**WHAT IS NEEDED**
The lines to copy are those with "blue" in them. Pull each one from the entries below.

**THE RECORDS**
*** Block opens ***
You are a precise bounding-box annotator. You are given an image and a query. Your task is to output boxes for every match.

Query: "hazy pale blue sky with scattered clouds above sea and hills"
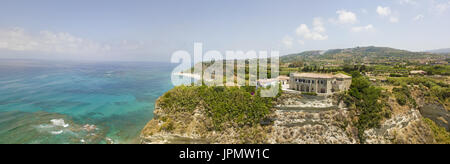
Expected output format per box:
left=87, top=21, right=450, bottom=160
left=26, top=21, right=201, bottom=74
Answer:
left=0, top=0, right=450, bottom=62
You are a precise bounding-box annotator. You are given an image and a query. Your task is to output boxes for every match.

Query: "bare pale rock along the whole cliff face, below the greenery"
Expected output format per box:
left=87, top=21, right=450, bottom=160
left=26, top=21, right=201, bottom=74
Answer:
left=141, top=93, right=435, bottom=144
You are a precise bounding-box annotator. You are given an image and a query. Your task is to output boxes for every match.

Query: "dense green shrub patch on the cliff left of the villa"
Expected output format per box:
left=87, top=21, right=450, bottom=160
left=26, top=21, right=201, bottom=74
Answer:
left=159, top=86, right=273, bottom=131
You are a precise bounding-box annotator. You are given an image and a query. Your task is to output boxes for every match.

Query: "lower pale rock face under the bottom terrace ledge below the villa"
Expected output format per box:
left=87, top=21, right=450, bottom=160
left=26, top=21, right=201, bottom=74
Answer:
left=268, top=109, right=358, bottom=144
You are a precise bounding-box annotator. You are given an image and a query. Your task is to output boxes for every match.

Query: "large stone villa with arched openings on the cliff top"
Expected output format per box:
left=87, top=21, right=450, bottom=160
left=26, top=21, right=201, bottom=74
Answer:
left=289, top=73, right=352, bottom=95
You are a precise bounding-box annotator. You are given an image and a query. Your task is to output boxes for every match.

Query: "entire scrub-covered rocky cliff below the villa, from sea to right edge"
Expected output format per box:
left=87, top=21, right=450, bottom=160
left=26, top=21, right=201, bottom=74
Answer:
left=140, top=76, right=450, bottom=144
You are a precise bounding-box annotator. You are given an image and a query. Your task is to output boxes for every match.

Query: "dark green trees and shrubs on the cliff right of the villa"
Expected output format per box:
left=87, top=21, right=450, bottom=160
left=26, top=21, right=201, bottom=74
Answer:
*** Block closes ***
*** Block opens ***
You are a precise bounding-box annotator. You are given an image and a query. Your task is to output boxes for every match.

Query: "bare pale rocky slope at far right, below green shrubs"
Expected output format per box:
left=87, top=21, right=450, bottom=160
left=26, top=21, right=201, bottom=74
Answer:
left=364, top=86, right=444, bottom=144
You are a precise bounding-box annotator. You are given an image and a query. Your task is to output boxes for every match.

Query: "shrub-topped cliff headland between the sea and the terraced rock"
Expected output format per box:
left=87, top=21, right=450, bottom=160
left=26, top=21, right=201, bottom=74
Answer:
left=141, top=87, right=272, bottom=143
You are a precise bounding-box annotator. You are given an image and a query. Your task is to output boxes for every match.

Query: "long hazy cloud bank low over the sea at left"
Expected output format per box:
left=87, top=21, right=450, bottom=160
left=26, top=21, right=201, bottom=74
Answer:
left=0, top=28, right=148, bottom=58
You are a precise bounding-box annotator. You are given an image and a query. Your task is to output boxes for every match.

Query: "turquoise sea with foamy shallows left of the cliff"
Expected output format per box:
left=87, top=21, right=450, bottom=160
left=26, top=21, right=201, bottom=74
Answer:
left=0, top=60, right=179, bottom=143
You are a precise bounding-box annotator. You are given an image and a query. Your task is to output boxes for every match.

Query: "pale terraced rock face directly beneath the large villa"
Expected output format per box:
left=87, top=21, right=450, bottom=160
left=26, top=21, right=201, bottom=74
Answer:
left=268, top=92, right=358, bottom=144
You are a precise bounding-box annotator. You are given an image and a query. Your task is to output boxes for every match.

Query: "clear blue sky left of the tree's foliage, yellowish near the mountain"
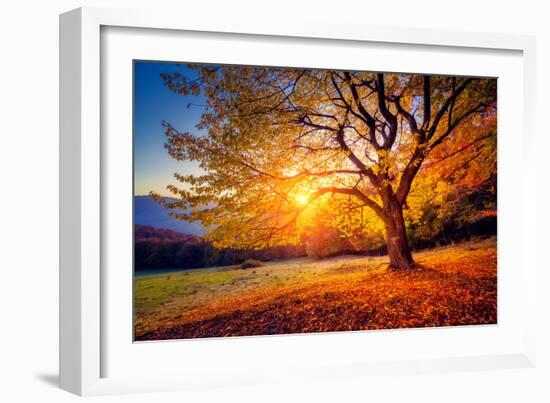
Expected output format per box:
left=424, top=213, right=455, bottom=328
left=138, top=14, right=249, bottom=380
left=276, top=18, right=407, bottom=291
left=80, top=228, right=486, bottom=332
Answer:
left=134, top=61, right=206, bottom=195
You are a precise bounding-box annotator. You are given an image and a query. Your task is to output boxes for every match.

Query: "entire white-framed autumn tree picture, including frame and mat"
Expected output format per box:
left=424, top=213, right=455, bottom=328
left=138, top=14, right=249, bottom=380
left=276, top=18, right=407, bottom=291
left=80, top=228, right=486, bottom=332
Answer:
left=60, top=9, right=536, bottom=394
*** Block closes ***
*** Block opens ***
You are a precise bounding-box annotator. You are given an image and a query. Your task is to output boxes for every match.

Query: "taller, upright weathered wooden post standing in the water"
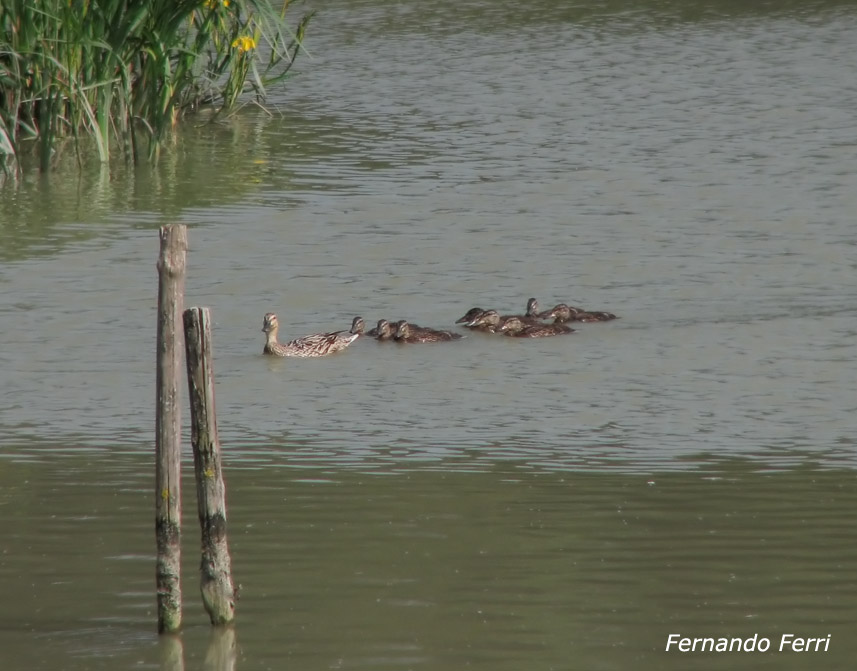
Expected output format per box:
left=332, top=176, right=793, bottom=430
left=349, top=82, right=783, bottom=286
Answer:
*** Block closes ***
**ANSWER SECTION**
Query: "hazy pale blue sky with scattered clouds above sea and hills"
Query: "clear blue sky left of the tree's foliage, yellowish near the mountain"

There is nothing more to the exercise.